*Supplied text*.
# whizzer vote



## redline1968 (May 18, 2011)

well i got my first whizzer project motor and parts in trade yesterday. I'm stoked about doing one. the question is should i do it on my 50 phantom or the 49 b6.  I'm seriously thinking of the phantom which would require cutting the rear fender . however the b6 would look ratty and cool also. what do you think?


----------



## MartyW (May 18, 2011)

One vote for the B-6.


----------



## militarymonark (May 18, 2011)

b6 but I wouldn't use that front brake it wont stop you, but upgrade to either one from a moped or original whizzer


----------



## cruiserbikekid (May 18, 2011)

I vote B6, And I disagree Patrick, the Schwinn drum will stop you fine, maybe just get the pads re-lined. Works great for me. Also beware of the new departure coaster, it will burn through the discs, bendix all the way. The most important upgrade is a whizzer spring for the springer. Makes a big difference.  
Congratulations on the Whizzer, I say it's like a motorbike just without the power to get out of the way, or the brakes to stop in time.http://thecabe.com/vbulletin/images/smilies/wink.png


----------



## chucksoldbikes (May 19, 2011)

i  d0ont know   whether u know it or not    but there was a   special  schwinn  frame for a  whizzer motor     bike  it has a     place 0on it    the back u can tell it was a whizzer
  frame


----------



## mason_man (May 19, 2011)

I vote B6. Is the whizzer motor a H, J, or 300 ? schwinn frame is called a WZ. first one came out in 1950.Good to see more whizzers


----------



## redline1968 (May 19, 2011)

thank you. im excited to do it but i was going to down size my projects but it never happens that way.  I'm still having a second thought about the b6. its appealing but why not the phantom?  kits were sold for the bike and schwinn did have the wz frame for one.  the b6 is cool might go that way. its a  its a 49 J motor/ parts  i got from this site. I took some of it apart and its real clean inside and  no wear on the cylinder. it seems to have a slight wrist pin slop is that normal? other than that its solid and good start. i might rebuild it.. any thoughts?

*Data provided*.
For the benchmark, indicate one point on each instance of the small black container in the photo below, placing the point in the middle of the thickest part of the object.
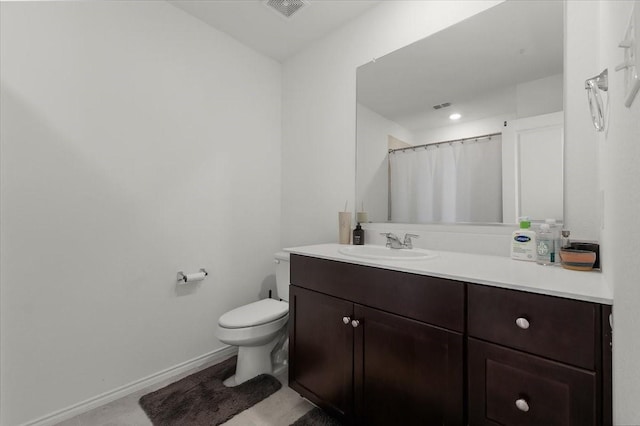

*What the exercise asks*.
In the whizzer vote thread, why does cruiserbikekid advise caution about the New Departure coaster brake, and which brake does that post favor instead? Answer in one to three sentences. The data plays no part in what is asked here.

*Solution for this task*.
The post warns that the New Departure coaster will burn through the discs. It favors the Bendix instead ("bendix all the way").